- _AUFGABE_
Schreibe die gesamte folgende Auflistung Zeile für Zeile unverändert ab.

┌──

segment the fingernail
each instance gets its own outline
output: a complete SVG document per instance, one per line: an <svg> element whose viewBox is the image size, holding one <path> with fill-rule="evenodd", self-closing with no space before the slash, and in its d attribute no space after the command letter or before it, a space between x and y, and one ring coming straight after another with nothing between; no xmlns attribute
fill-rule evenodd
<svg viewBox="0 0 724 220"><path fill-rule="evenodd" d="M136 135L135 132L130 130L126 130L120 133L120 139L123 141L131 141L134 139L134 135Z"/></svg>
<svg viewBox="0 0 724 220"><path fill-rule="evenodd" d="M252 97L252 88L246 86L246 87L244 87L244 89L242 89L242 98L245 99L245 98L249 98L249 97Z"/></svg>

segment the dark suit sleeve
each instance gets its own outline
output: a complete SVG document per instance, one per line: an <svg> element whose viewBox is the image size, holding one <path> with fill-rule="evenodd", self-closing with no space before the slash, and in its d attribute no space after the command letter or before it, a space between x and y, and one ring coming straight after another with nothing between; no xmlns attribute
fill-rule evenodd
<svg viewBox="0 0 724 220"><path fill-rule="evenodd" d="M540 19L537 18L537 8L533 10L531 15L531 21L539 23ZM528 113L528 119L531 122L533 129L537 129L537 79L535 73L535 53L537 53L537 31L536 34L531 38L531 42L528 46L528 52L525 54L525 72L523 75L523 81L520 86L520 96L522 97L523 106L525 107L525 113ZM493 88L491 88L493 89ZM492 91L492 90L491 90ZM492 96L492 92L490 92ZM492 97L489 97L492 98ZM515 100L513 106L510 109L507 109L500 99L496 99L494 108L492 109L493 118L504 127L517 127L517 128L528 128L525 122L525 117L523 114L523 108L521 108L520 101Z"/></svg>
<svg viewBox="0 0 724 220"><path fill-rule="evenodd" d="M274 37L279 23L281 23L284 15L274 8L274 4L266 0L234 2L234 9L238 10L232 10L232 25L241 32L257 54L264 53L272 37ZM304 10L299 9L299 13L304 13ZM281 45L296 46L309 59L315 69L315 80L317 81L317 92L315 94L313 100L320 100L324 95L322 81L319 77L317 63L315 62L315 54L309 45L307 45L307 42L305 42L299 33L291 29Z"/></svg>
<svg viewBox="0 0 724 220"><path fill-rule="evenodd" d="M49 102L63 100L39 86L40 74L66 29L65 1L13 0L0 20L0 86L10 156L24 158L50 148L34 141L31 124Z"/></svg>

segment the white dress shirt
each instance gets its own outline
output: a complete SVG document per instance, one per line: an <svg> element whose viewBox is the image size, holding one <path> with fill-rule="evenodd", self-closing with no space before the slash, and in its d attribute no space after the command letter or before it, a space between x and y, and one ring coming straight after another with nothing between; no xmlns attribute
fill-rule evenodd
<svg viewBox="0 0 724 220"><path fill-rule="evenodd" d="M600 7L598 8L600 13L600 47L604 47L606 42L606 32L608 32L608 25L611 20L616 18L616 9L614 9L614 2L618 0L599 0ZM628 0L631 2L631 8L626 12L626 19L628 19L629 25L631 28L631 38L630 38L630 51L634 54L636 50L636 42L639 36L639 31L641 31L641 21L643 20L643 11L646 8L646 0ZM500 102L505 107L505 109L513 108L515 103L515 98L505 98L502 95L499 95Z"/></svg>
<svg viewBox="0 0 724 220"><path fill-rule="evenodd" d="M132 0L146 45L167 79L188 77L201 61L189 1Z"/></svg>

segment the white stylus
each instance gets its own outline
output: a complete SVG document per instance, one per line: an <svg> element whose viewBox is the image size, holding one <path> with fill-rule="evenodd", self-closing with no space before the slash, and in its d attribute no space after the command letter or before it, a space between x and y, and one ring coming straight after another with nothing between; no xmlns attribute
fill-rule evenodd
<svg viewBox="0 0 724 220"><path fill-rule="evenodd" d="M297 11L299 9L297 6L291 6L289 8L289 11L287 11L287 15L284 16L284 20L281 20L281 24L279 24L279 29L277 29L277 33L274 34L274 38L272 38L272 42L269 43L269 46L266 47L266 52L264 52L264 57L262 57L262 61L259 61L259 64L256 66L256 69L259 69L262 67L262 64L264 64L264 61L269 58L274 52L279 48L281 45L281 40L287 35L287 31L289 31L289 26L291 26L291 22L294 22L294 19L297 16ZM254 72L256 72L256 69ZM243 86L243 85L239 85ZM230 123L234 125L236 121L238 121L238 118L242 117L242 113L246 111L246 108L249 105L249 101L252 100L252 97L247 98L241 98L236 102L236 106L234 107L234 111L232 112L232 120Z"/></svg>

└──

- _LÖSUNG FOLGT_
segment the fingernail
each instance gets its own outline
output: a complete SVG document per instance, one per line: an <svg> element whose viewBox is the image size, holding one <path> with fill-rule="evenodd", self-closing with no space before the slash, and in its d attribute no space after the command letter or before it, a space between x and y, and one ring coming straight after another with nothing between; no xmlns attribute
fill-rule evenodd
<svg viewBox="0 0 724 220"><path fill-rule="evenodd" d="M136 135L135 132L130 130L126 130L120 133L120 139L123 141L131 141L134 139L134 135Z"/></svg>
<svg viewBox="0 0 724 220"><path fill-rule="evenodd" d="M252 97L252 88L246 86L246 87L244 87L244 89L242 89L242 98L245 99L245 98L249 98L249 97Z"/></svg>

segment the dark suit sleeve
each instance gets its own outline
output: a complete SVG document per instance, one per line: an <svg> element whose viewBox is the image size, holding one <path> with fill-rule="evenodd", self-closing with no space before the slash, and in its d attribute no space after the command letter or before it, a space between x and y, and one ring coming straight after another with nothing between; no xmlns attribute
fill-rule evenodd
<svg viewBox="0 0 724 220"><path fill-rule="evenodd" d="M540 19L537 18L537 8L533 10L531 15L531 21L539 23ZM528 113L528 119L531 122L533 129L537 129L537 79L535 73L535 53L537 53L537 31L536 34L531 38L531 42L528 46L528 52L525 54L525 72L523 75L523 81L520 86L520 96L522 97L523 106L525 107L525 113ZM493 88L491 88L493 89ZM492 91L492 90L491 90ZM492 96L492 92L490 92ZM492 97L489 97L492 98ZM515 100L513 106L510 109L507 109L500 99L496 99L494 108L492 109L493 118L504 127L517 127L517 128L528 128L525 122L525 117L523 114L523 108L521 108L520 101Z"/></svg>
<svg viewBox="0 0 724 220"><path fill-rule="evenodd" d="M274 37L279 23L281 23L284 15L274 8L274 4L266 0L234 2L234 9L238 10L232 10L232 25L241 32L257 54L264 53L272 37ZM304 10L299 9L299 13L304 13ZM281 45L296 46L309 59L315 69L315 80L317 81L317 92L315 94L313 100L320 100L324 95L322 81L319 77L317 63L315 62L315 54L309 45L307 45L307 42L305 42L299 33L291 29Z"/></svg>
<svg viewBox="0 0 724 220"><path fill-rule="evenodd" d="M49 102L63 100L39 86L40 74L66 29L65 1L13 0L0 20L0 86L10 156L24 158L50 148L34 141L31 124Z"/></svg>

segment the white dress shirt
each instance gets its own outline
output: a complete SVG document per instance, one per line: an <svg> element whose viewBox is the image size, holding one <path> with fill-rule="evenodd", self-closing with no space before the slash, and in its d attribute no space after the command letter or before it, a space between x and y, and one ring coming straight after another with nothing between; no xmlns attribute
fill-rule evenodd
<svg viewBox="0 0 724 220"><path fill-rule="evenodd" d="M600 7L598 8L600 13L600 47L604 47L606 42L606 32L608 32L608 25L611 20L616 18L616 9L614 9L614 2L618 0L599 0ZM628 0L631 2L631 8L626 12L626 19L628 19L629 25L631 28L631 38L630 38L630 51L634 54L636 50L636 42L639 36L639 31L641 31L641 21L643 20L643 11L646 8L646 0ZM500 102L505 107L505 109L513 108L515 103L515 98L505 98L502 95L499 95Z"/></svg>
<svg viewBox="0 0 724 220"><path fill-rule="evenodd" d="M132 0L146 45L167 79L188 77L201 61L189 1Z"/></svg>

segment the white stylus
each instance gets its own outline
output: a complete SVG document per instance, one per line: an <svg> element whose viewBox is the image size, holding one <path> with fill-rule="evenodd", self-closing with no space before the slash, and in its d attribute no space after the command letter or before it, a space between x and y, and one ring coming straight after another with nothing between; no xmlns attribute
fill-rule evenodd
<svg viewBox="0 0 724 220"><path fill-rule="evenodd" d="M297 11L299 9L297 6L291 6L289 8L289 11L287 11L287 15L284 16L284 20L281 20L281 24L279 24L279 29L277 29L277 33L274 34L274 38L272 38L272 42L269 43L269 46L266 47L266 52L264 52L264 57L262 57L262 61L259 61L259 64L256 66L256 69L259 69L262 67L262 64L264 64L264 61L269 58L274 52L279 48L281 45L281 40L287 35L287 31L289 31L289 26L291 26L291 22L294 22L294 19L297 16ZM254 72L256 72L256 69ZM243 86L243 85L239 85ZM230 123L234 125L236 121L238 121L238 118L242 117L242 113L246 111L246 108L249 105L249 101L252 100L252 97L247 98L241 98L236 102L236 106L234 107L234 111L232 112L232 120Z"/></svg>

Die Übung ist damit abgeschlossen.